- [練習問題]:
(1) 記事の「駆け出しのデータアナリストの」から「的に解説するようにしました。」までを、一字一句変えずに書き写してください。
(2) 記事にある次の一文を英語に訳してください:「第1段の今回は『データ分析基礎力』に関する本の紹介です。」
(3) 記事の内容を二文で要約してください。

- [記事]:
◆ ◆ ◆

こんにちは。メルカリ Analyticsチームの @suwachan です。

この記事から何回かに分けて、メルカリ Analyticsチームのメンバーによる、「データ分析初心者の方におすすめの本」を紹介していきたいと思います。

駆け出しのデータアナリストの方だけでなく、PM・マーケターなどでデータ分析を学びたい方や、データアナリストと仕事をする方にもお役立ちできるような記事にしていく予定です。

第1段の今回は「データ分析基礎力」に関する本の紹介です。おすすめの本を @hizaさん、@Tsugutoさんに聞いてみました。

<編集後記>
本記事を書くにあたって、なるべく「どのような課題感があるときに読むべきか」と「この本によって、何がどう変わったのか」を具体的に解説するようにしました。

◆ ◆ ◆

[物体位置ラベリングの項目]
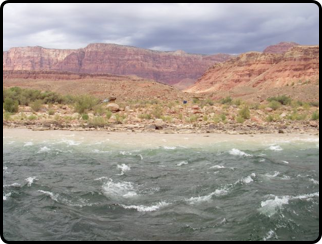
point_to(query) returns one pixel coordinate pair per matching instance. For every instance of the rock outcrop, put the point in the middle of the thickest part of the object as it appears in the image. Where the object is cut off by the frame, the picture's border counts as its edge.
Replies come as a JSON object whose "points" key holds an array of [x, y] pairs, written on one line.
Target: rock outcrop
{"points": [[98, 58], [253, 72], [281, 47]]}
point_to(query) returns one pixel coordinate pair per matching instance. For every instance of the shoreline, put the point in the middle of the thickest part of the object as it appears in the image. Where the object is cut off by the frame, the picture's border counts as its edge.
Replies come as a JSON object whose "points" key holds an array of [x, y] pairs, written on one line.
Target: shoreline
{"points": [[210, 128], [130, 140]]}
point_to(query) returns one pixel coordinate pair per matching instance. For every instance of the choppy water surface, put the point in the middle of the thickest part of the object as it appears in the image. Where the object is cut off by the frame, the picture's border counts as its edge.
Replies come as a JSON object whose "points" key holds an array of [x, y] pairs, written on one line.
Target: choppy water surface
{"points": [[71, 189]]}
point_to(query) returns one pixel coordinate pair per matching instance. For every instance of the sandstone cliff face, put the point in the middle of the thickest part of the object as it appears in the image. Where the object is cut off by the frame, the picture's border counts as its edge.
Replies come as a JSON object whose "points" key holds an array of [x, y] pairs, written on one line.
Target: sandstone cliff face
{"points": [[281, 47], [165, 67], [254, 71]]}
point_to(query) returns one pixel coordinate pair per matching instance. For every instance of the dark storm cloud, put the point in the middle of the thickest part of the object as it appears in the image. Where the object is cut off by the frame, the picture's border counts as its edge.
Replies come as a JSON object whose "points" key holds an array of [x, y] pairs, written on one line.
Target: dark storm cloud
{"points": [[194, 28]]}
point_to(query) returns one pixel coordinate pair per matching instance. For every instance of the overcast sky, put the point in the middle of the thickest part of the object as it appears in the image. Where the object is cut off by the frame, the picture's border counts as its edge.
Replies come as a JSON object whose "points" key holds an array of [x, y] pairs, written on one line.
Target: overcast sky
{"points": [[205, 28]]}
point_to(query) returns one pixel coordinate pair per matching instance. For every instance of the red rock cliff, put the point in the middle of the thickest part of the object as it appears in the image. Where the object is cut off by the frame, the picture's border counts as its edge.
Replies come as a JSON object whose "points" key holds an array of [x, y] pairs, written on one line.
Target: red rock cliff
{"points": [[165, 67], [261, 71]]}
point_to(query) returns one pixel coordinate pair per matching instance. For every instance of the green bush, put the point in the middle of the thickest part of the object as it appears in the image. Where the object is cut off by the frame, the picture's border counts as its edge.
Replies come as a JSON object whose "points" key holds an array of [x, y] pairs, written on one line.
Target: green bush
{"points": [[10, 105], [85, 103], [85, 117], [274, 105], [97, 122], [240, 120], [244, 113], [36, 105], [226, 100], [108, 114], [315, 115], [284, 100]]}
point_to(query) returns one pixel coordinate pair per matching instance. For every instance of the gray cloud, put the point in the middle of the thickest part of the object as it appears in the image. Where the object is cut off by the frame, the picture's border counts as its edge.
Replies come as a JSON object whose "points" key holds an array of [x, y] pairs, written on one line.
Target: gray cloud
{"points": [[194, 28]]}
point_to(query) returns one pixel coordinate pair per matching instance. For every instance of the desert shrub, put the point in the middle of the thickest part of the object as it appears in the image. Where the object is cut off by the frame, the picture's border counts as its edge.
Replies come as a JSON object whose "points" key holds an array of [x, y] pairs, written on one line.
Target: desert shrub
{"points": [[97, 122], [166, 118], [108, 114], [315, 104], [274, 105], [120, 118], [240, 120], [85, 117], [98, 110], [284, 100], [36, 105], [226, 100], [223, 117], [191, 119], [10, 105], [244, 113], [237, 102], [296, 116], [315, 115], [32, 117], [145, 116], [157, 112], [7, 116], [85, 103], [51, 112]]}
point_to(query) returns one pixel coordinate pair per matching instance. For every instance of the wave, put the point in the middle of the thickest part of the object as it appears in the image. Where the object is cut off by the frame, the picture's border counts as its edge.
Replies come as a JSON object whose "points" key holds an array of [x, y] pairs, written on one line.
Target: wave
{"points": [[182, 163], [50, 194], [276, 173], [142, 208], [271, 206], [71, 142], [30, 180], [29, 143], [123, 168], [5, 196], [237, 152], [275, 148], [120, 189], [269, 235], [44, 149], [169, 148], [13, 185]]}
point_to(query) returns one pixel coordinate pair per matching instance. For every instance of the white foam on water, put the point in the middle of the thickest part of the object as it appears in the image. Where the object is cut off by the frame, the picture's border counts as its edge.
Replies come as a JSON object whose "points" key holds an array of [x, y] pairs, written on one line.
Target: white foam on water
{"points": [[30, 180], [182, 163], [270, 207], [237, 152], [142, 208], [102, 178], [71, 142], [269, 235], [123, 168], [217, 167], [13, 185], [169, 148], [120, 189], [275, 148], [44, 149], [5, 196], [286, 177], [307, 196], [200, 199], [248, 179], [29, 143], [50, 194], [315, 182], [276, 173], [207, 198]]}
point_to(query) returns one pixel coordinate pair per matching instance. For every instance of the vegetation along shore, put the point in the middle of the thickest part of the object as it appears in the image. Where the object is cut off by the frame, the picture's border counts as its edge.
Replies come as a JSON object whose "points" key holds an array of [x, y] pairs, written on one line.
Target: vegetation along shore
{"points": [[39, 110]]}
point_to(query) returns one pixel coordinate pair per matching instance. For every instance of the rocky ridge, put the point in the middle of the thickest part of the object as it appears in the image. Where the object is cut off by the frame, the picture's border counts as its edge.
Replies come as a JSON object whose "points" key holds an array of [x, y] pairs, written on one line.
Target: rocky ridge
{"points": [[97, 58]]}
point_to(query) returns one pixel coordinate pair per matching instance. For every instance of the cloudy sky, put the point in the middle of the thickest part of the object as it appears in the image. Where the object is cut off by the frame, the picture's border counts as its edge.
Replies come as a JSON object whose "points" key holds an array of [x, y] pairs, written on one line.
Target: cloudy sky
{"points": [[205, 28]]}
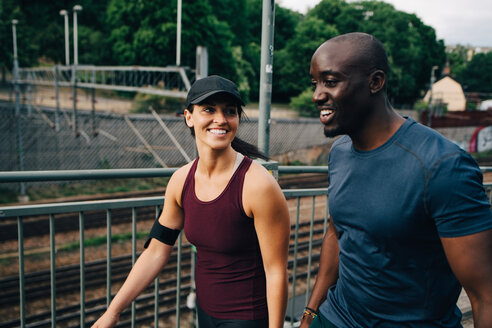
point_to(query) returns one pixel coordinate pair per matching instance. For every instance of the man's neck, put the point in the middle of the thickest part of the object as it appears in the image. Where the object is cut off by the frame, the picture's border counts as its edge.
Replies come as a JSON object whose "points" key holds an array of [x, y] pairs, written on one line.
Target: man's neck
{"points": [[378, 129]]}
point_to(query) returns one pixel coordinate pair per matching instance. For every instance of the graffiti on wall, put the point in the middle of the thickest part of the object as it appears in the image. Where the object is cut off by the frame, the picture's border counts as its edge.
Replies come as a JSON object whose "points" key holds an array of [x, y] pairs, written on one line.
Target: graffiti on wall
{"points": [[481, 139]]}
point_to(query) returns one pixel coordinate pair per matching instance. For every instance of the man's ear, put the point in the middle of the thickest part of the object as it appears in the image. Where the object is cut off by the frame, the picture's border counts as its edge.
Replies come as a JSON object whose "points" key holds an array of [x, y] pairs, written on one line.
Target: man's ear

◆ ◆ ◆

- [解答]:
(1)
駆け出しのデータアナリストの方だけでなく、PM・マーケターなどでデータ分析を学びたい方や、データアナリストと仕事をする方にもお役立ちできるような記事にしていく予定です。

第1段の今回は「データ分析基礎力」に関する本の紹介です。おすすめの本を @hizaさん、@Tsugutoさんに聞いてみました。

<編集後記>
本記事を書くにあたって、なるべく「どのような課題感があるときに読むべきか」と「この本によって、何がどう変わったのか」を具体的に解説するようにしました。

(2) In this first installment, we introduce books on "data analysis fundamentals."

(3) メルカリのAnalyticsチームが、メンバーによるデータ分析初心者向けのおすすめ本を、何回かに分けて紹介していく。初回の今回は「データ分析基礎力」に関する本を取り上げ、チームメンバーにおすすめを聞いている。